Direction 1: Locate each line of the records that contains the word "blue", and copy those lines.

Exam Tip: For preparing primary alcohols from terminal alkenes, always choose hydroboration-oxidation to achieve anti-Markovnikov regioselectivity.

Question 7. Monochlorination of toluene in sunlight followed by hydrolysis with aq. NaOH yields
(a) o-cresol
(b) m-cresol
(c) p-cresol
(d) benzyl alcohol
Answer: (d) benzyl alcohol
In simple words: Sunlight helps chlorine attach to the side chain of toluene to make benzyl chloride. Then, NaOH replaces the chlorine with an OH group to make benzyl alcohol.

Exam Tip: Sunlight triggers free-radical substitution at the side-chain methyl group rather than electrophilic substitution on the aromatic ring.

Question 8. Arnav when reacted aniline with sodium nitrite and hydrochloric acid at certain temperature, a compound formed. This compound further gives phenol on reaction with
(a) \( \text{C}_2\text{H}_5\text{OH} \)
(b) \( \text{H}_2\text{O} \)
(c) \( \text{KOH} \)
(d) \( \text{Ca(OH)}_2 \)
Answer: (b) \( \text{H}_2\text{O} \)
In simple words: Aniline first turns into a diazonium salt using sodium nitrite and acid. Heating this salt with water replaces the nitrogen group with an OH group to make phenol.

Exam Tip: Diazotization must be performed at low temperatures (\( 0-5^\circ\text{C} \)) to prevent the highly unstable diazonium salt from decomposing prematurely.

Question 9. The boiling points of four compounds, an ether, an aldehyde, an alcohol and a haloalkane of comparable molecular weights, are given (not necessarily in the same order) in the table below.

Identify, which of the following compound is the alcohol?
(a) P
(b) Q
(c) R
(d) S
Answer: (d) S
In simple words: Alcohols can form strong hydrogen bonds between their molecules, which makes them boil at much higher temperatures than ethers, aldehydes, or haloalkanes.

Exam Tip: Alcohols consistently exhibit the highest boiling points among organic families of comparable molar mass due to extensive intermolecular hydrogen bonding.

Question 10. Which is the correct order of acid strength from the following?

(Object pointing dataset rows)
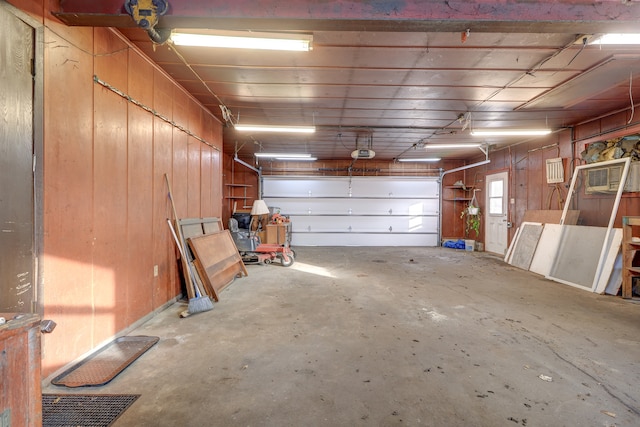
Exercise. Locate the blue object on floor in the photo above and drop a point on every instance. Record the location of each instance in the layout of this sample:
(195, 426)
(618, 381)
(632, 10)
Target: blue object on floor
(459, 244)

* * *

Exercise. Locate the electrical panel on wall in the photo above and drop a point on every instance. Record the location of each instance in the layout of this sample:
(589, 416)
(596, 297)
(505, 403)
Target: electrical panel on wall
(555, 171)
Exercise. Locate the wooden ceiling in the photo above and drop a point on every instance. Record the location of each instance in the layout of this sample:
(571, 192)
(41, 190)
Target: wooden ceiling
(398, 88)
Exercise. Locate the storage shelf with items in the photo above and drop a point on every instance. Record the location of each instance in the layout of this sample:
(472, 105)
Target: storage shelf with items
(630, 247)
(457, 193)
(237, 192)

Direction 2: In the chemistry exam text, what compound forms when toluene undergoes monochlorination in sunlight followed by hydrolysis with aqueous NaOH?

Task solution 1:
Exercise. Locate the blue object on floor in the photo above and drop a point on every instance. Record the location of each instance in the layout of this sample:
Target: blue object on floor

Task solution 2: Benzyl alcohol.